ПРИВЕДЁННЫЙ ОТРЫВОК >>
По общему смыслу — это весьма краснорѣчивый портретъ русскаго отрицателя, необыкновенно либеральнаго подъ вліяніемъ внѣшняго и менѣе всего идеальнаго вдохновенія и, конечно, отрицателя, крайне неправоспособнаго на истинно-гражданскій протестъ въ силу многочисленныхъ «хвостовъ» своей по человѣчеству слабой и даже мало благородной натуры. Все это вполнѣ въ порядкѣ вещей, когда вопросъ идетъ о весьма распространенномъ типѣ отечественнаго «либерала». Но вѣдь Андрей Ивановичъ не либералъ, не сочинитель застольныхъ гражданскихъ спичей, онъ просто сапожникъ и мѣщанинъ, даже, повидимому, вовсе не растленный городской цивилизаціей. Слѣдовательно, его слѣдуетъ считать личностью изъ народа, тѣмъ болѣе что онъ и споры ведетъ въ духѣ уреневскихъ богатырей, въ родѣ того, напримѣръ, какъ правильнѣе сказать — въ плоти или воплот_и_ Іисусъ Христосъ сошелъ на землю?..

ПРЕДОСТАВЛЕННЫЕ МАТЕРИАЛЫ >>

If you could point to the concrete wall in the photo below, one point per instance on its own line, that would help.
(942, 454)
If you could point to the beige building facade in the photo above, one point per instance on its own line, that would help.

НАБОР ЗАДАНИЙ >>
**a.** Как в двух предложениях передать суть отрывка об Андрее Ивановиче?
**b.** Продолжите отрывок об Андрее Ивановиче, начиная сразу после его последней фразы.

РЕЗУЛЬТАТЫ ЗАДАНИЙ >>
**a.** По общему смыслу перед нами красноречивый портрет русского отрицателя, либерального под внешним влиянием и неспособного на истинно гражданский протест из-за слабостей своей натуры, что в порядке вещей для распространённого типа отечественного «либерала». Однако Андрей Иванович не либерал, а сапожник и мещанин, не развращённый городской цивилизацией, поэтому его следует считать личностью из народа, тем более что споры он ведёт в духе уреневских богатырей.

**b.**
Итакъ, русскій народъ не создаетъ независимыхъ жизнедѣятельныхъ міросозерцаній. Самое положительное критическое явденіе въ его средѣ искренняя богобоязненная борьба просыпающейся личной мысли съ завѣтами отцовъ, борьба, далекая отъ практическаго разрѣшенія и осуждающая личность скорѣе на созерцательную оторопь, чѣмъ на прямое вмѣшательство въ теченіе окружающей жезни. Нельзя, повидимому, ожидать, чтобы городъ просвѣтилъ на этотъ счетъ деревню. Мы знаемъ, какъ мѣтко, по свѣдѣніямъ автора, деревня умѣетъ отразить городской скептицизмъ насчетъ чудесъ. Это лучшіе деревенскіе люди, и городское невѣріе распространяетъ свою власть только на самвхъ легкомысленныхъ; вродѣ, напримѣръ, молодого парня въ разсказѣ Щось буде.

Заразился онъ скептицизмомъ весьма легко, будто пріобрѣлъ въ городской лавкѣ пиджакъ вмѣсто армяка. Всего одна поѣздка въ Одессу, и скептикъ готовъ, но скептицизмъ этотъ не выдерживаетъ перваго же испытанія и отрицатель «глупо» и «растерянно» становится на сторону суевѣрной деревни по поводу самыхъ темныхъ мужицкихъ суевѣрій.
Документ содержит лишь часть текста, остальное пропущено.